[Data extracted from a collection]
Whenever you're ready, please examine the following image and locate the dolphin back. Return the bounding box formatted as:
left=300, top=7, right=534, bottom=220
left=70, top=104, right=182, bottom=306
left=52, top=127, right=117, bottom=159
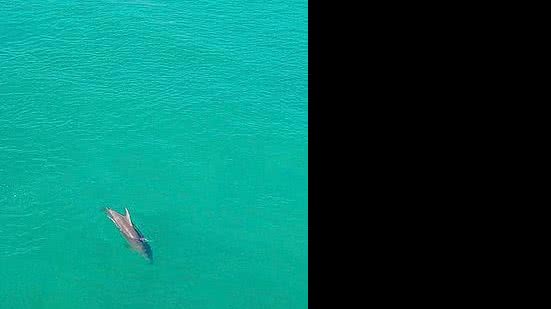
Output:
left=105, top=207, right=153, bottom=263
--
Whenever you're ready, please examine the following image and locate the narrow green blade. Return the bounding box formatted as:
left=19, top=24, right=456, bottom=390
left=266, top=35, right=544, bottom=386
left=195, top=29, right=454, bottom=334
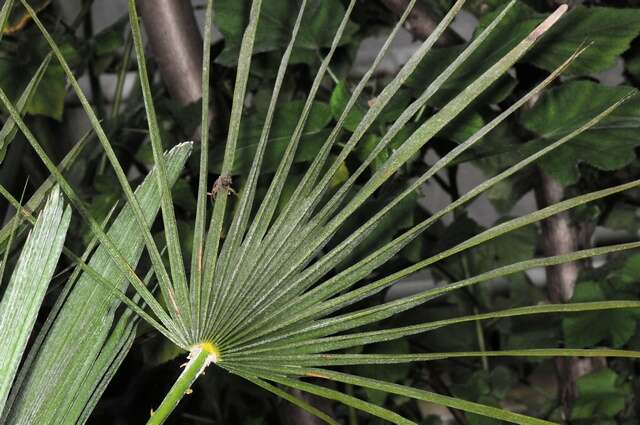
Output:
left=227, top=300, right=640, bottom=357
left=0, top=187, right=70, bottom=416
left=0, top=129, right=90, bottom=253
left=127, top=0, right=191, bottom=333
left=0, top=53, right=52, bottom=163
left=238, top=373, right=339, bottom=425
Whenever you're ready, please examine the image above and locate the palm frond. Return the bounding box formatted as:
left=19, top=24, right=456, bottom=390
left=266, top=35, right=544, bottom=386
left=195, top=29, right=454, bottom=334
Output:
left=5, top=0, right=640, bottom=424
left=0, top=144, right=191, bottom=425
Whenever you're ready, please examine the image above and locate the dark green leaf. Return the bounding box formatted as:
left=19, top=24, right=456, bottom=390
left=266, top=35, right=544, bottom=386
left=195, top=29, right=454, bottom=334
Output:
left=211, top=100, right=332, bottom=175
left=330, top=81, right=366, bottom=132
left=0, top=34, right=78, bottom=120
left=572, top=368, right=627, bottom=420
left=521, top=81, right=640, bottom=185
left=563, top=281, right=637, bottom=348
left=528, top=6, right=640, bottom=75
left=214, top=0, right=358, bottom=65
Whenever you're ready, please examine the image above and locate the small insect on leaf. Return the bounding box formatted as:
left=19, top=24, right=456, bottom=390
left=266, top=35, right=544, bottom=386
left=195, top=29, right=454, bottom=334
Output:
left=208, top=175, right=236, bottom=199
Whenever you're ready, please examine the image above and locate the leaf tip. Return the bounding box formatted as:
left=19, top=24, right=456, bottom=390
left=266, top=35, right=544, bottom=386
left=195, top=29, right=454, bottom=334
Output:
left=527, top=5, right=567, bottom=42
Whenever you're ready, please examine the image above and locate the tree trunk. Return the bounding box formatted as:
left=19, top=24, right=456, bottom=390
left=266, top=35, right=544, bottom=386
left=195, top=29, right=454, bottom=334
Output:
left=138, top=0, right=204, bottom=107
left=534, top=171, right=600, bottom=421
--
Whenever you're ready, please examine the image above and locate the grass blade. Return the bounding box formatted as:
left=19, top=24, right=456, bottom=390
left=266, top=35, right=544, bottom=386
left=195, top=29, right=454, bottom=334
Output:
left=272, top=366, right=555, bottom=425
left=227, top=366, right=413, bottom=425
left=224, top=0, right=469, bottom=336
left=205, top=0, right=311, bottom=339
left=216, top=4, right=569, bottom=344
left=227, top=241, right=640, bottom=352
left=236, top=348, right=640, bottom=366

What you need to do => Say how many lines of the records include the word "above", and give nothing but the number.

Result for this exercise => 6